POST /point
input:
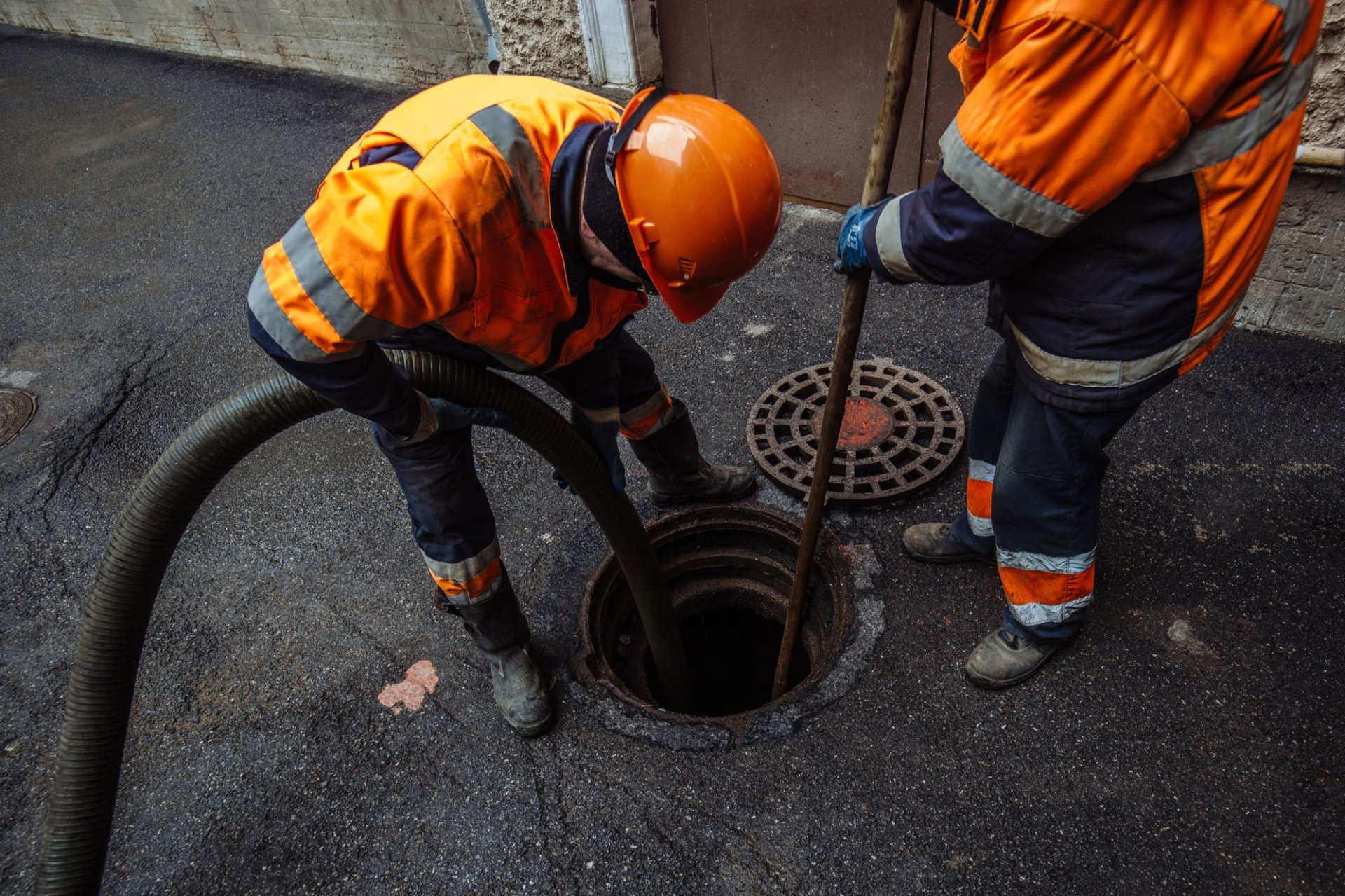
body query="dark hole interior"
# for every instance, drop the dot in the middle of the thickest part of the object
(732, 654)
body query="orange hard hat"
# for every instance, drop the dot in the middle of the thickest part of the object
(700, 191)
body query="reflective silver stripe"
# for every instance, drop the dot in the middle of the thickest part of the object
(463, 571)
(1295, 17)
(979, 525)
(1000, 194)
(981, 471)
(1042, 614)
(342, 312)
(1281, 96)
(511, 142)
(1114, 374)
(600, 415)
(887, 236)
(638, 413)
(1045, 563)
(282, 329)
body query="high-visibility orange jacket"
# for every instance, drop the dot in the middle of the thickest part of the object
(1115, 170)
(441, 216)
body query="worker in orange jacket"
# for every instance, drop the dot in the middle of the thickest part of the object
(1115, 172)
(518, 223)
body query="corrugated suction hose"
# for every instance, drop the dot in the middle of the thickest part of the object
(123, 593)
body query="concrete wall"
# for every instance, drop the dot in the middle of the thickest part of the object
(1301, 284)
(1325, 124)
(539, 36)
(401, 41)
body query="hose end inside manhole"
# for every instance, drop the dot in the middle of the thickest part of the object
(729, 571)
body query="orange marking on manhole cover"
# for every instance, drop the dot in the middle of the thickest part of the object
(865, 424)
(421, 680)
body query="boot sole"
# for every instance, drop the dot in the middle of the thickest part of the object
(677, 501)
(944, 560)
(995, 684)
(536, 729)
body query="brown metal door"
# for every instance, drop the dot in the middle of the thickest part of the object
(810, 76)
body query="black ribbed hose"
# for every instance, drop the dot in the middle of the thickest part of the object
(102, 677)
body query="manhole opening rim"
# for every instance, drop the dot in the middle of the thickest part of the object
(591, 666)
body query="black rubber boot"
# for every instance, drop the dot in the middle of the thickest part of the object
(499, 628)
(678, 474)
(1004, 659)
(932, 544)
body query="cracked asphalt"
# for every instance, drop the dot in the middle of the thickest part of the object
(1189, 740)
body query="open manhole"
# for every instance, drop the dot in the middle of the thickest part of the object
(17, 409)
(900, 432)
(729, 572)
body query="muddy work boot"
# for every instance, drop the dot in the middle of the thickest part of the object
(1002, 659)
(935, 544)
(499, 628)
(521, 691)
(680, 475)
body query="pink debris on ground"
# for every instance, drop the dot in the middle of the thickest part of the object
(421, 680)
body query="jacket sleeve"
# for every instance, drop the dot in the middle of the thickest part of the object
(375, 254)
(1058, 128)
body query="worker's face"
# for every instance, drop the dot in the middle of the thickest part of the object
(599, 256)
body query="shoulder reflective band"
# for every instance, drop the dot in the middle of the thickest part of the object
(628, 127)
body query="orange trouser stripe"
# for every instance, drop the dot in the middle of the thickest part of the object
(478, 586)
(1036, 587)
(651, 422)
(978, 498)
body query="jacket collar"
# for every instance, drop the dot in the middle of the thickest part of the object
(975, 15)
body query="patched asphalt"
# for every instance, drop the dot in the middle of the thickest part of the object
(1189, 740)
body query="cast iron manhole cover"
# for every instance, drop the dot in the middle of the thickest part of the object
(17, 409)
(902, 431)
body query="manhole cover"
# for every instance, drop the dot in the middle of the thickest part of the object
(17, 409)
(902, 431)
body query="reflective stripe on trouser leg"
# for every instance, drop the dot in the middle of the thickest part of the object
(1045, 511)
(985, 432)
(451, 517)
(649, 416)
(642, 397)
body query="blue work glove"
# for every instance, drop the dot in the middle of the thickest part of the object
(850, 253)
(440, 413)
(602, 436)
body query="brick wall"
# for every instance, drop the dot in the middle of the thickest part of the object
(1301, 284)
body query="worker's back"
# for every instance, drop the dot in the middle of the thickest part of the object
(1152, 144)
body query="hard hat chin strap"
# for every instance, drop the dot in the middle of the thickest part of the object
(628, 127)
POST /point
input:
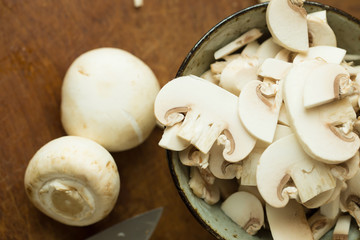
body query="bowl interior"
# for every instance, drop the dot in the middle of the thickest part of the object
(347, 30)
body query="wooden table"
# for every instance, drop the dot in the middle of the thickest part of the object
(38, 41)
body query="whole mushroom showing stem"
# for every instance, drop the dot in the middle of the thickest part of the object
(199, 106)
(108, 96)
(73, 180)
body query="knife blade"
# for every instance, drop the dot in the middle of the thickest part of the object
(139, 227)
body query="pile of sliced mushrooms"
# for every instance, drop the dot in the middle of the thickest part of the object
(275, 130)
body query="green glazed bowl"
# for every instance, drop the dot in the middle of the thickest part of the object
(198, 60)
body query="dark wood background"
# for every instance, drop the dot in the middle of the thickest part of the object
(38, 41)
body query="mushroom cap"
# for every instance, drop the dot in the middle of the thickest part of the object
(108, 96)
(73, 180)
(287, 25)
(245, 210)
(238, 73)
(328, 53)
(288, 222)
(320, 33)
(285, 159)
(257, 113)
(320, 84)
(316, 128)
(206, 118)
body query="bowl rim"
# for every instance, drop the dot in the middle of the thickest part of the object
(189, 56)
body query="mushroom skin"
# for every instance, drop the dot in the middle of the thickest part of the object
(245, 210)
(73, 180)
(107, 96)
(310, 177)
(323, 123)
(288, 222)
(287, 24)
(199, 106)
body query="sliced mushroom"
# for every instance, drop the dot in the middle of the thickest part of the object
(342, 228)
(350, 198)
(201, 189)
(221, 168)
(206, 119)
(274, 68)
(171, 141)
(285, 55)
(283, 118)
(238, 73)
(286, 21)
(347, 170)
(325, 53)
(320, 224)
(250, 49)
(257, 111)
(209, 76)
(324, 126)
(194, 158)
(248, 177)
(245, 210)
(267, 49)
(226, 187)
(326, 83)
(236, 44)
(288, 222)
(73, 180)
(309, 176)
(254, 191)
(320, 33)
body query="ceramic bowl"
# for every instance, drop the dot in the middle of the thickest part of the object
(347, 30)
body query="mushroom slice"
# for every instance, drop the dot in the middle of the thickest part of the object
(245, 210)
(283, 118)
(320, 224)
(194, 158)
(320, 33)
(326, 53)
(206, 118)
(201, 189)
(221, 168)
(257, 111)
(346, 170)
(209, 76)
(254, 191)
(288, 222)
(285, 55)
(250, 49)
(248, 177)
(274, 68)
(171, 141)
(309, 176)
(350, 198)
(319, 14)
(267, 49)
(238, 73)
(286, 21)
(73, 180)
(321, 127)
(236, 44)
(342, 227)
(226, 187)
(326, 83)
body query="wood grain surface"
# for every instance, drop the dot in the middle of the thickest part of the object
(39, 39)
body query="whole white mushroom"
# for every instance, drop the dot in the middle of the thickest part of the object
(73, 180)
(108, 96)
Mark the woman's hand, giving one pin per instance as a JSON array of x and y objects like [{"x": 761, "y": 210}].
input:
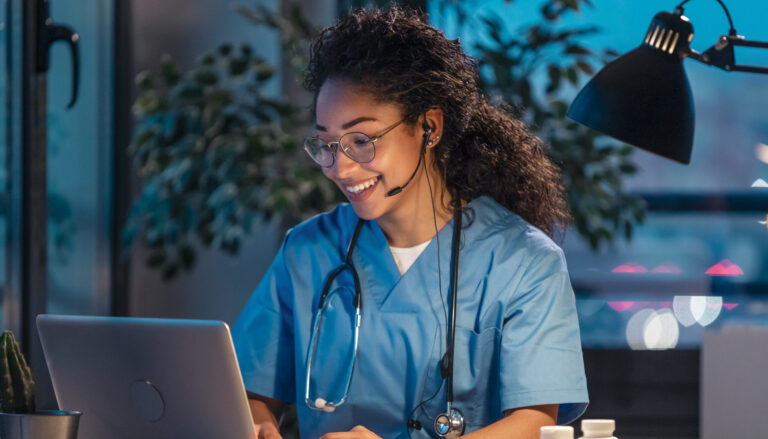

Task to complete. Show all lines from the records above where the word "orange" occurs.

Answer area.
body query="orange hard hat"
body query="high-visibility orange jacket"
body query="worker in orange jacket"
body query="orange marking on manhole cover"
body query="orange trouser stripe"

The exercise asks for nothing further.